| AIM OF THE TASK |
Format the lines of each entry below as a numbered list, leaving out any blank lines.

| SOURCE DATA |
--------------------------------
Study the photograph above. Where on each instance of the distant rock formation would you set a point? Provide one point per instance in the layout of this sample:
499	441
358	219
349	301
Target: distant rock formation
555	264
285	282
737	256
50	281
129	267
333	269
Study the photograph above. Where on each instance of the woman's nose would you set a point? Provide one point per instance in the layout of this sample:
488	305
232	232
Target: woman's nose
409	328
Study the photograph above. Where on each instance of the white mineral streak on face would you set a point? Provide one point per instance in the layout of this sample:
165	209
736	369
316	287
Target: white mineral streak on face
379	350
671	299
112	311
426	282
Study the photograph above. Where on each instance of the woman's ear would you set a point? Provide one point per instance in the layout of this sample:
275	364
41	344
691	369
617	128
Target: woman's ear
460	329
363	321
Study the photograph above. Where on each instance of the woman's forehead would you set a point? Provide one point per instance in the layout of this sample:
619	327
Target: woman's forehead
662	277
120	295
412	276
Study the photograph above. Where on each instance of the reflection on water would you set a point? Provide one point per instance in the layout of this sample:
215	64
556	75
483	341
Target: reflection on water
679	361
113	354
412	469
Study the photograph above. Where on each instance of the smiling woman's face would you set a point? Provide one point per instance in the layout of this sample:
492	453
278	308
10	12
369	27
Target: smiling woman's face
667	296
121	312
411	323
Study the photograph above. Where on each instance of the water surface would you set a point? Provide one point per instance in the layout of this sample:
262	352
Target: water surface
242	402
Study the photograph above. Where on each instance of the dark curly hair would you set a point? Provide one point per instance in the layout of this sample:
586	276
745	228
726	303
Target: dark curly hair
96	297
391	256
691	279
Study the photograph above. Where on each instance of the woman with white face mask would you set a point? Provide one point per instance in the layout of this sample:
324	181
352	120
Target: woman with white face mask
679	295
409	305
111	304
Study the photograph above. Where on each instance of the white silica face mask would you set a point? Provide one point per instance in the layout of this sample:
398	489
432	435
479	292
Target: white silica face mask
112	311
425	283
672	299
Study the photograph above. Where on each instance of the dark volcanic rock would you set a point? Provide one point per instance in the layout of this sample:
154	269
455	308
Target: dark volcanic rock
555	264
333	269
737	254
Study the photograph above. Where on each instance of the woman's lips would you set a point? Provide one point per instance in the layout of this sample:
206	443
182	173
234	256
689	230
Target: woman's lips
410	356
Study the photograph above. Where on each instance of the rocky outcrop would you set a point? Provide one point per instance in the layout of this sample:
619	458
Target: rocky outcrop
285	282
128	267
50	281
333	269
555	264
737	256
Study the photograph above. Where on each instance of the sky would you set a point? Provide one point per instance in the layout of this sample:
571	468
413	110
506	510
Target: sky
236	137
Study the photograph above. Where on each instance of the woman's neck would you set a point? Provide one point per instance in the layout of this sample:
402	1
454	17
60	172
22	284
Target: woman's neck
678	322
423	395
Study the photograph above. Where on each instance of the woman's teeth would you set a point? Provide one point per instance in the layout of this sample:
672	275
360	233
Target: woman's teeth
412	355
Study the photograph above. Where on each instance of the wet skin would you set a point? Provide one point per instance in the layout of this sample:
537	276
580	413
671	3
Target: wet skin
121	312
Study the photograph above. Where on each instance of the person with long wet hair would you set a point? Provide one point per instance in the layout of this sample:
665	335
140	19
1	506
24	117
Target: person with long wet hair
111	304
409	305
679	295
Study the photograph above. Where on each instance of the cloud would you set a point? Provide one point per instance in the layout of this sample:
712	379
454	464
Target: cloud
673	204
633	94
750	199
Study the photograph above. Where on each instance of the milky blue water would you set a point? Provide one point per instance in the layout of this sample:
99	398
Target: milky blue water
--------------------------------
| RESULT |
1. Study the photograph above. Where on each instance of the distant rock formation would you set a point? Provide one point per instance in the layout of this sample:
2. 499	441
3. 358	219
4. 349	301
5. Target: distant rock formation
6. 555	264
7. 285	282
8. 737	256
9. 50	281
10. 129	267
11. 333	269
12. Study the photograph above. Where on each instance of the woman's nose would you set a point? Provide one point per instance in the layout of this sample:
13. 488	305
14. 232	232
15. Target: woman's nose
16. 409	328
17. Study the photograph above. Where on each instance of the white mineral streak on face would you set a point? Provide one point per instance in the layout of this sample:
18. 165	209
19. 736	369
20. 316	287
21. Target: white mineral streak on face
22. 379	350
23. 671	299
24. 112	311
25. 426	282
26. Study the photograph above. Where on each instance of the woman's ear would you set a point? Provide one point per instance in the layout of this sample:
27. 275	364
28. 41	344
29. 691	369
30. 617	128
31. Target: woman's ear
32. 460	329
33. 363	321
34. Study the photograph above. Where on each instance of the woman's forehead would you set a point? Provide one point per instance in the layout of this sample:
35. 619	327
36. Target: woman's forehead
37. 662	277
38. 120	295
39. 412	276
40. Study the photograph above. Where on each instance of the reflection on water would you set a point? Provide one point per instance in the layout of this sample:
41. 215	64
42. 556	75
43. 483	341
44. Target: reflection on water
45. 679	361
46. 113	354
47. 412	469
48. Study the photograph above. Where on each instance of the smiling woman's face would you set a point? Provide one point per instance in the layout of this sample:
49. 492	453
50. 278	308
51. 10	12
52. 369	27
53. Target: smiling woman's face
54. 667	296
55. 121	312
56. 411	323
57. Study the photograph above. Where on each instance of the water surface would you set a point? Provide one point per instance in the layout of this sample:
58. 262	352
59. Target: water surface
60. 242	402
61. Study the photograph above. Where on each instance of the dark curly hair would you set a point? Provide one point per instance in the layout of this sample:
62. 586	276
63. 745	228
64. 726	303
65. Target: dark curly hair
66. 96	297
67. 391	256
68. 691	279
69. Study the photograph above. Where on each instance of the woman with white face mask would you set a point? Provide one point per instance in the layout of this sample:
70. 324	181
71. 352	120
72. Target: woman with white face mask
73. 679	295
74. 409	305
75. 111	304
76. Study the photograph above. Where on each instance of the white silica face mask would you set a point? Provide one point per instance in the layout of this sample:
77. 398	489
78. 432	435
79. 479	292
80. Target: white silica face mask
81. 112	311
82. 425	283
83. 672	299
84. Study the photograph above. Where on each instance of the dark volcanic rock would you set a point? Provide one point per instance in the layout of this sample:
85. 154	269
86. 455	308
87. Target: dark volcanic rock
88. 555	264
89. 333	269
90. 737	254
91. Study the photograph above. Where on each instance of the woman's lips would you set a point? Provide one point per instance in the layout of this sample:
92. 206	443
93. 182	173
94. 234	256
95. 689	230
96. Target: woman's lips
97. 410	356
98. Study the photograph above. Where on each instance of the rocky outcrop would you set a point? Provide one point per instance in the layout of this sample:
99. 619	458
100. Target: rocky outcrop
101. 285	282
102. 128	267
103. 50	281
104. 333	269
105. 555	264
106. 737	256
107. Study the photograph above. Where on each instance of the sky would you set a point? Provide one point per instance in the layout of this sample:
108. 571	468
109. 413	110
110. 506	510
111. Target: sky
112. 236	137
113. Study the photograph above. Where on each instance of the woman's neck would you set a point? Provide one point per instance in the layout of this sample:
114. 402	1
115. 454	17
116. 60	172
117. 22	284
118. Target: woman's neck
119. 678	322
120. 423	395
121. Study the photograph above. Where on each instance of the woman's teeth would you set a point? Provide one point per instance in the layout of this sample:
122. 672	275
123. 360	233
124. Target: woman's teeth
125. 412	355
126. Study the photograph above. Where on each instance of the wet skin would you set a point? Provide one point per instance in the layout of this sample:
127. 537	276
128. 580	413
129. 671	3
130. Target: wet skin
131. 121	312
132. Study the photograph above. Where on each instance of the person with long wet hair would you set a point? Provide one point per instance in the layout of this sample:
133. 665	335
134. 140	19
135. 1	506
136. 24	117
137. Target: person with long wet hair
138. 111	304
139. 409	305
140. 679	295
141. Study the photograph above. Where on each instance of the cloud would you set a point? Provide one point per instance in the layout of this sample:
142. 712	379
143. 454	464
144. Target: cloud
145. 673	204
146. 633	94
147. 750	199
148. Study the photograph above. Where on each instance of the milky blue water would you set a point? Provide one point per instance in the layout of this sample:
149. 99	398
150. Target: milky blue water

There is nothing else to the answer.